**PROBLEM TO WORK ON:**
The piece on diversification names the companies behind the FAANG abbreviation. List all of them.

**PAGE:**

The Importance of Diversification
Over the past year or so, there has been a lot of talk about technology stocks and, in particular, the FAANG (Facebook, Apple, Amazon, Netflix, Alphabet – Formerly Google) stocks and how they have significantly outperformed the market as a whole. Year to date FAANG stocks have returned an average of 28.1%, while the Dow (non-tech) has returned about 8.4% (numbers as of close July 13, 2017). It can be easy to get caught in the moment and enamoured with the potential for high returns, but it is times like these that we would like to emphasize the importance of maintaining a diversified portfolio that aligns with your risk tolerance and longer term investment goals.
In any given year, no one can know in advance, with certainty, the sector or asset class that will outperform the rest of the market. If you were to put too much weight in any one sector or class with the hope it will be that outperformer, you could end up with disappointing results. For the same reason that no one can know the winners of the year with certainty, no one can predict the unexpected events and news that can affect some assets more than others. Since unexpected news tends to affect some asset classes more than others, a well diversified portfolio can help stabilize your returns through periods of uncertainty. In our experience, a diversified portfolio is more likely to achieve consistent returns and grow your portfolio over the long-term since it may benefit from growth across many different asset classes.

**RECORDS:**

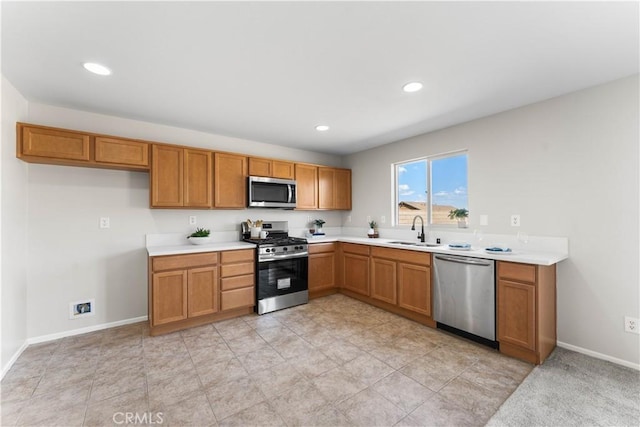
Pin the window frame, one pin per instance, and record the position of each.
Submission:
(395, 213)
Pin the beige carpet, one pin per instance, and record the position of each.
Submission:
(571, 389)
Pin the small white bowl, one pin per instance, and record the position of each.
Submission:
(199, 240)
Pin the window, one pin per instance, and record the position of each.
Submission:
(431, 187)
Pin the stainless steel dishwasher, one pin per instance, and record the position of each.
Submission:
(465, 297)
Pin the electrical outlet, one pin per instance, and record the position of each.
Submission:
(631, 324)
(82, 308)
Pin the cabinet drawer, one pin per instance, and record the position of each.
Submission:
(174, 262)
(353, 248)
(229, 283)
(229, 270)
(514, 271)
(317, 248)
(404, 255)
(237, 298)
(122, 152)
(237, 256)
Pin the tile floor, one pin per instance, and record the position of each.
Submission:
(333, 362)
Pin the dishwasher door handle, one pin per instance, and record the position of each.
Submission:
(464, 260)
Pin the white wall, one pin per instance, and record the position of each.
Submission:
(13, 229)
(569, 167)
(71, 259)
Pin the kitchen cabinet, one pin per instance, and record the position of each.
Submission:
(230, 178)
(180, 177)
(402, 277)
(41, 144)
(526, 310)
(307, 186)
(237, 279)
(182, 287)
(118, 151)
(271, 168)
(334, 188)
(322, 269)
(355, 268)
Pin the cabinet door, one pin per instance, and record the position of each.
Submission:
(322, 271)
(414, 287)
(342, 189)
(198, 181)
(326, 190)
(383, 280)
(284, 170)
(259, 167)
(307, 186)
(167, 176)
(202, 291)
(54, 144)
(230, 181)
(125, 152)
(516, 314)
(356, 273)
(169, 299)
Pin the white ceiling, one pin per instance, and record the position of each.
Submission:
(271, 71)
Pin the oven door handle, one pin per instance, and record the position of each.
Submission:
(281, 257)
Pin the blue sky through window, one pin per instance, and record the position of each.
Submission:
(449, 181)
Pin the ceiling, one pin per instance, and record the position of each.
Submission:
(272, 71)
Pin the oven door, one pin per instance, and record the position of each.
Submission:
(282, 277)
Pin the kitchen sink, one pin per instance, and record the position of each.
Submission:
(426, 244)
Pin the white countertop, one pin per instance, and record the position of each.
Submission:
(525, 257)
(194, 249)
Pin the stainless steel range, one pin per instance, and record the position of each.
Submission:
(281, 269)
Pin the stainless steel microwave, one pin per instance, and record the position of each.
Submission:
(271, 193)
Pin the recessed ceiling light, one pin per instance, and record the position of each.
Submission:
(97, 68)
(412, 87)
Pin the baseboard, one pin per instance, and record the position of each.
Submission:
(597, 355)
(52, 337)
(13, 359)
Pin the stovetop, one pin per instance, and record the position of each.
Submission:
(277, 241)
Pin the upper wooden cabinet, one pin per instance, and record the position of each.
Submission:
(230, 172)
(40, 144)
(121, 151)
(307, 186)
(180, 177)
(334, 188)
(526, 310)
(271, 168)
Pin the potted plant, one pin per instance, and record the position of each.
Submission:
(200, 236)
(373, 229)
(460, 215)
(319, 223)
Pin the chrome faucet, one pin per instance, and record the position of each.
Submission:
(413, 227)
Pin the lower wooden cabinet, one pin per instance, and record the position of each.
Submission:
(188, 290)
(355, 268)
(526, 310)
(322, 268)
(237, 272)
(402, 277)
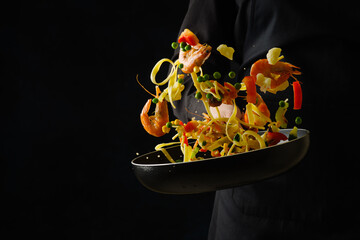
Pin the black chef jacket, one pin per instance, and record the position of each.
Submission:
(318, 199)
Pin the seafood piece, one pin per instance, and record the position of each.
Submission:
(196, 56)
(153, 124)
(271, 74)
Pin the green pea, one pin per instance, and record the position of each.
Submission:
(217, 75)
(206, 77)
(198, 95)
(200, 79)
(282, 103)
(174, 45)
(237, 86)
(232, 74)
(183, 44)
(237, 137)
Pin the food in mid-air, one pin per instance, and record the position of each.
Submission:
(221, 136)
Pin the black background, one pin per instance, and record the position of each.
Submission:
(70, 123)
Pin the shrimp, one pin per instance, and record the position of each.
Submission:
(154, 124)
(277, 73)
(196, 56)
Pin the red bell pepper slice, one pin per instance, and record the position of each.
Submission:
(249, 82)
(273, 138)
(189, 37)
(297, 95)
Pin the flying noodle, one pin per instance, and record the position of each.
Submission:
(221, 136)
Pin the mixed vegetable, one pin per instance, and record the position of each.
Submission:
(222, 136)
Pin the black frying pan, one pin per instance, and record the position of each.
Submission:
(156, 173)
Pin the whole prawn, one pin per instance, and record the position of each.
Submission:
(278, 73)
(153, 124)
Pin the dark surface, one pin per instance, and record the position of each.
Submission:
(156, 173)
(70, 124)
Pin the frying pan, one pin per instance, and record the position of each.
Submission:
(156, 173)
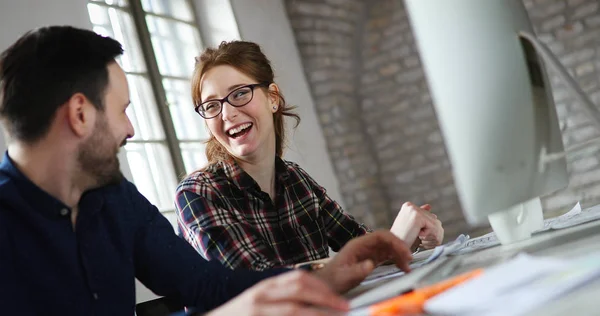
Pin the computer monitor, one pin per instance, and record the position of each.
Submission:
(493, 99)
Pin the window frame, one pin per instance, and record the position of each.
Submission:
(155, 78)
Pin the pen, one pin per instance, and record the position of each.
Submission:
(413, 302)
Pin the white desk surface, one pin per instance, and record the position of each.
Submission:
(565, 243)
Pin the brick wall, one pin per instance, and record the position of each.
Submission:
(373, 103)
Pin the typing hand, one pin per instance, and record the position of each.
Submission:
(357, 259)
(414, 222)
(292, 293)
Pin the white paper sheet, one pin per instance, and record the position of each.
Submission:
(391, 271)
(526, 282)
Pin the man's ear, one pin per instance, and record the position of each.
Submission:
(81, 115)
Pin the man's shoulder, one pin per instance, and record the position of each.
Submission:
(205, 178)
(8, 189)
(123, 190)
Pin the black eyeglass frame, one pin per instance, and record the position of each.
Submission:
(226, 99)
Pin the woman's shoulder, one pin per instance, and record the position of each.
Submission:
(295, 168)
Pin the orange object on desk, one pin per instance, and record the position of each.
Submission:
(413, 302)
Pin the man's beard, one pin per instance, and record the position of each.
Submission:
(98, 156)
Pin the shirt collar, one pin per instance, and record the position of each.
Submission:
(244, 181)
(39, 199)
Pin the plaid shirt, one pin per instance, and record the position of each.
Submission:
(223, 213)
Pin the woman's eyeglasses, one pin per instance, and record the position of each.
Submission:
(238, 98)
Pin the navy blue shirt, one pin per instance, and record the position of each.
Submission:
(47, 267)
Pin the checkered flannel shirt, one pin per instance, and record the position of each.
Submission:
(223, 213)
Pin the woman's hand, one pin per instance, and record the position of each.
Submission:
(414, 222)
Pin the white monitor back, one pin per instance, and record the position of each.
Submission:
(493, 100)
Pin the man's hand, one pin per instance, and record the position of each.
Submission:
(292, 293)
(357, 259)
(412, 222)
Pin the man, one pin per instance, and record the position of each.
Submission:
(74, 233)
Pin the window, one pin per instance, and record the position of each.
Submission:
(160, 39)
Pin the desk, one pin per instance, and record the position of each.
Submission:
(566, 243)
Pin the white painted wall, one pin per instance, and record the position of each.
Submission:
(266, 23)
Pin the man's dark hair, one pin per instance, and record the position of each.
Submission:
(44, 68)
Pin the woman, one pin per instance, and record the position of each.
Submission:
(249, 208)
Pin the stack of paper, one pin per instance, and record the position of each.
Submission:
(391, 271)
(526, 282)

* * *

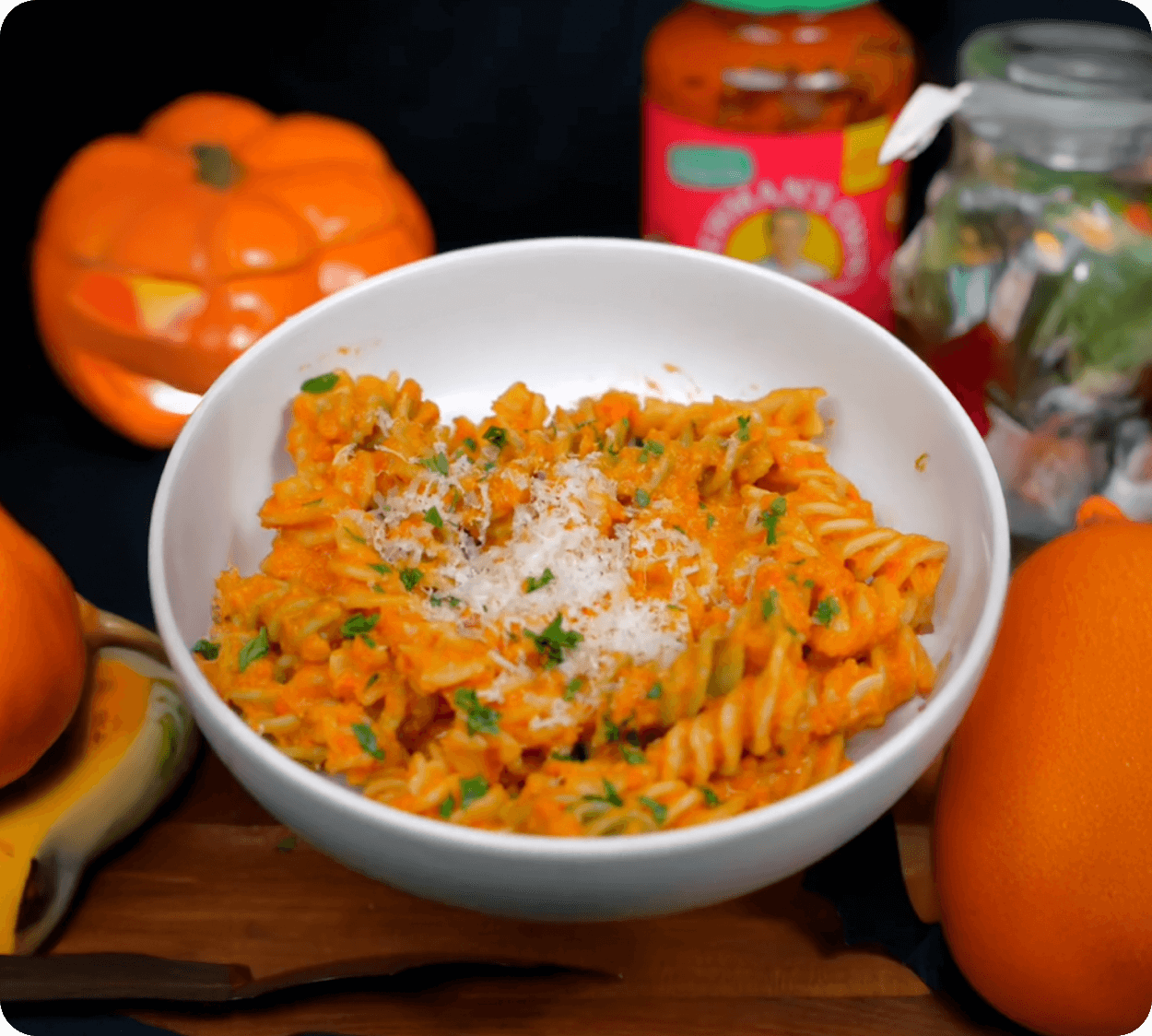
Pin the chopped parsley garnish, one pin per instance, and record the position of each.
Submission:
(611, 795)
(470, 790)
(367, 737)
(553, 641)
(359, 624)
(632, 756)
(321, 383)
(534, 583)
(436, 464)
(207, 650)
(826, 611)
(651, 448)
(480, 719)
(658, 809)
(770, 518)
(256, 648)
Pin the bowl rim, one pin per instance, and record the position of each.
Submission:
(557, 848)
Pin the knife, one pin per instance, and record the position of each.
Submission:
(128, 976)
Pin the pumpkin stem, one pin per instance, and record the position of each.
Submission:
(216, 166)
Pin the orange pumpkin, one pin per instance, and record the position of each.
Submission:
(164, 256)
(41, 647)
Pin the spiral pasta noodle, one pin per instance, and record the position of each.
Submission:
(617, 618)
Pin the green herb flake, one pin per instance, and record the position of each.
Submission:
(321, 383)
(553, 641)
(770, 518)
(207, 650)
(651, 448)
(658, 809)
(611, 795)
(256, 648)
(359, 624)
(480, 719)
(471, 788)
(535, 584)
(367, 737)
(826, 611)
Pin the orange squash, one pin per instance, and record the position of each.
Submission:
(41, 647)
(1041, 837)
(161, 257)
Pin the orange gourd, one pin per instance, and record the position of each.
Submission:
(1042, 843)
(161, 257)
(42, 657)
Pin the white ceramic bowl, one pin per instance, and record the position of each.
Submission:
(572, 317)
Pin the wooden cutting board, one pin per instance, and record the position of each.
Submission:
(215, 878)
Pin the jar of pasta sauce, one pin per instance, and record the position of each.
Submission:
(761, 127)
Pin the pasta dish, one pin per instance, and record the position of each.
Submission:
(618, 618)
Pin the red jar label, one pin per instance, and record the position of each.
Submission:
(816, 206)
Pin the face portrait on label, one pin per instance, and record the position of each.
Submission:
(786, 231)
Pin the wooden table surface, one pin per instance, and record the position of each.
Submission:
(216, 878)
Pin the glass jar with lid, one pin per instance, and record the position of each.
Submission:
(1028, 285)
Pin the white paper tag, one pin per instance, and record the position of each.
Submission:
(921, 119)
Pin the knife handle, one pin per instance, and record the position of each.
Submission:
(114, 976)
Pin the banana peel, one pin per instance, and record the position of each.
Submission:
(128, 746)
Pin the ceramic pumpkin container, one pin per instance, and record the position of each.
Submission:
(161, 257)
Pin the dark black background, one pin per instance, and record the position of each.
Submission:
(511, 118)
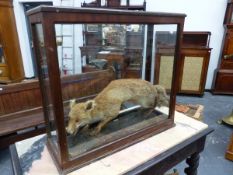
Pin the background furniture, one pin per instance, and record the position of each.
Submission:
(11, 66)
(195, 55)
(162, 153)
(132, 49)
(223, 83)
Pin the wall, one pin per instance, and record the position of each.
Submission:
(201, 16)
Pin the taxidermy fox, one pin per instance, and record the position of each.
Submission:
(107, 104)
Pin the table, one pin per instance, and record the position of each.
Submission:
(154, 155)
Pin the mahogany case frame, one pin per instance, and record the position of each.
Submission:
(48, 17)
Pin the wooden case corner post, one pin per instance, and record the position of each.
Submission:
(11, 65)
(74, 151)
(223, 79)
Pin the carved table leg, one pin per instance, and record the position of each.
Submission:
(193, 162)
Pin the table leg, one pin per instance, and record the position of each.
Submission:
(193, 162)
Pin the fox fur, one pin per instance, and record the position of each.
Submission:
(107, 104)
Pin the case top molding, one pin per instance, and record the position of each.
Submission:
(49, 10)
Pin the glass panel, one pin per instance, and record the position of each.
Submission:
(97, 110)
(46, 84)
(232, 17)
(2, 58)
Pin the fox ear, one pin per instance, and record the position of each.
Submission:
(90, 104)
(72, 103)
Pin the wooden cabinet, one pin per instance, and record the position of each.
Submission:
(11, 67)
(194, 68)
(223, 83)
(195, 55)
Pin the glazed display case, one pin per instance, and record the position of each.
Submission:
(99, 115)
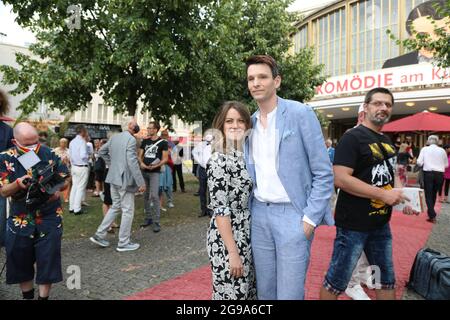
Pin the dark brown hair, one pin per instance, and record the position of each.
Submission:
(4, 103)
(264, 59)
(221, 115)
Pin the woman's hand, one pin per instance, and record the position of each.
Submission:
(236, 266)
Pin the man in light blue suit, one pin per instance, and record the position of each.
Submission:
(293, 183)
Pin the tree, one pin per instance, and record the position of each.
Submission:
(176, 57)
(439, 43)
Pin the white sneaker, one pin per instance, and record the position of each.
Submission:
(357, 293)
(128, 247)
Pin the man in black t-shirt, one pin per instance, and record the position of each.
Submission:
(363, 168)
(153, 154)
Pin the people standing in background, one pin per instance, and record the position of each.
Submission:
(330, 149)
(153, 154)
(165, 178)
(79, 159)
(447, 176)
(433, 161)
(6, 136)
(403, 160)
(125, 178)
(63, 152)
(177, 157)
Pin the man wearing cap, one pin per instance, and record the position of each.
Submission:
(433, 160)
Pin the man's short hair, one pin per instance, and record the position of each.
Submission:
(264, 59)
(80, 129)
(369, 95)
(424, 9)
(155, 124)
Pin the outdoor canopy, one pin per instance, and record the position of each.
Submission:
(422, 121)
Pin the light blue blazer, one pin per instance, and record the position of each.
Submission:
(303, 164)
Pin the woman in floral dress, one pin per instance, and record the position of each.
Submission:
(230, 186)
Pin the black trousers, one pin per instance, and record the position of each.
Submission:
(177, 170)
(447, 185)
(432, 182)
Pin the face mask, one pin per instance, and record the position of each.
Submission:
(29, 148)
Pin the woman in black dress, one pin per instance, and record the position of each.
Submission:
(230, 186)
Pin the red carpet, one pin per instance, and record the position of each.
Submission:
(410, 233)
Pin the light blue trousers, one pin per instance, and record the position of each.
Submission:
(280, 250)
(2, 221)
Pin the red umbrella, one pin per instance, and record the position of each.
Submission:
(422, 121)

--

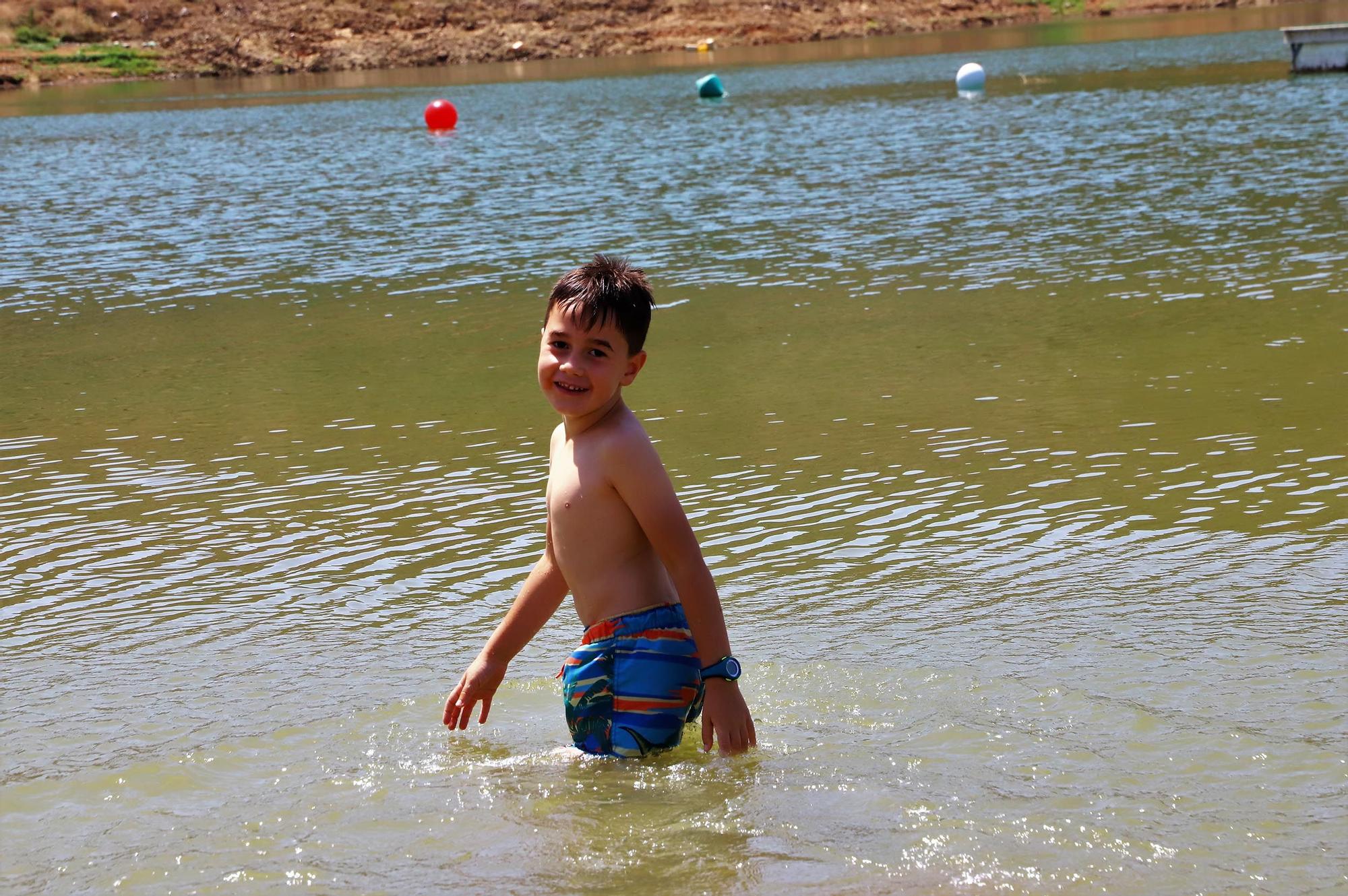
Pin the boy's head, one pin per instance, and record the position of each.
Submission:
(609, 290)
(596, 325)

**IN RESPONSE:**
Facebook, Apple, Amazon, Netflix, Alphabet